======== Text ========

Wie weit sie der Union dabei entgegenkommen würden? Die Parteispitze hält
sich lieber bedeckt – sendet aber versöhnliche Signale. In einem Interview
mit der Süddeutschen Zeitung sagte Parteichefin Annalena Baerbock in dieser
Woche, über einen Atomwaffenabzug müsse eine grüne Bundesregierung zunächst
mit den deutschen Bündnispartnern sprechen: „Wir können ja nicht einfach
sagen, wir schicken die US-Atomwaffen mal eben zurück in die USA.“
Das klingt sehr offen. Wie sehr sie in einer Regierung auf einem Abzug
bestehen würde und was erste Schritte wären, wollte Baerbock auf Anfrage
der taz nicht beantworten. Keine Zeit, leider, leider.
Klar ist aber: Zu viele Zugeständnisse dürfte die Parteispitze in dieser
Frage auch nicht machen. Der Basis und dem linken Flügel wäre das nach dem
verschärften Grundsatzprogramm schwer zu vermitteln, die Friedensbewegung
schaut genau auf den Kurs bei den Atomwaffen.
„Das neue Grundsatzprogramm zieht eine rote Linie. Dahinter kommen die
Grünen nicht mehr zurück“, sagt Leo Hoffmann-Axthelm von Ican, dem
internationalen Anti-Atomwaffen-Bündnis, das 2017 den Friedensnobelpreis
erhalten hat. Drei Forderungen hat er an die Partei: Erstens soll der
Atomwaffenverbotsvertrag ins Wahlprogramm und zweitens als eines der
Top-Ten-Themen in Koalitionsgespräche. Und drittens: Auf keinen Fall
dürften die Grünen als Regierungspartei atomwaffenfähige Kampfflugzeuge
beschaffen.

========

§ Ihre Aufgaben:
• 1. Beantworten Sie die folgenden Fragen anhand des Textes:
(a) Welcher Zeitung gab Annalena Baerbock ein Interview?
(b) In welchem Jahr erhielt Ican den Friedensnobelpreis?
(c) Wie viele Forderungen richtet Leo Hoffmann-Axthelm an die Partei?
• 2. Geben Sie den Abschnitt des Textes wörtlich wieder, beginnend bei „Wie weit sie“ und endend bei „bei den Atomwaffen.“.
Das Material wird für die Bearbeitung nicht benötigt.

======== Daten ========

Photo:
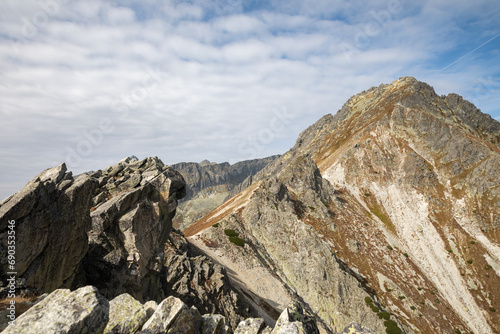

========

§ Lösungen im Überblick:
• 1.
(a) Der Süddeutschen Zeitung.
(b) 2017.
(c) Drei.

• 2.
Wie weit sie der Union dabei entgegenkommen würden? Die Parteispitze hält
sich lieber bedeckt – sendet aber versöhnliche Signale. In einem Interview
mit der Süddeutschen Zeitung sagte Parteichefin Annalena Baerbock in dieser
Woche, über einen Atomwaffenabzug müsse eine grüne Bundesregierung zunächst
mit den deutschen Bündnispartnern sprechen: „Wir können ja nicht einfach
sagen, wir schicken die US-Atomwaffen mal eben zurück in die USA.“
Das klingt sehr offen. Wie sehr sie in einer Regierung auf einem Abzug
bestehen würde und was erste Schritte wären, wollte Baerbock auf Anfrage
der taz nicht beantworten. Keine Zeit, leider, leider.
Klar ist aber: Zu viele Zugeständnisse dürfte die Parteispitze in dieser
Frage auch nicht machen. Der Basis und dem linken Flügel wäre das nach dem
verschärften Grundsatzprogramm schwer zu vermitteln, die Friedensbewegung
schaut genau auf den Kurs bei den Atomwaffen.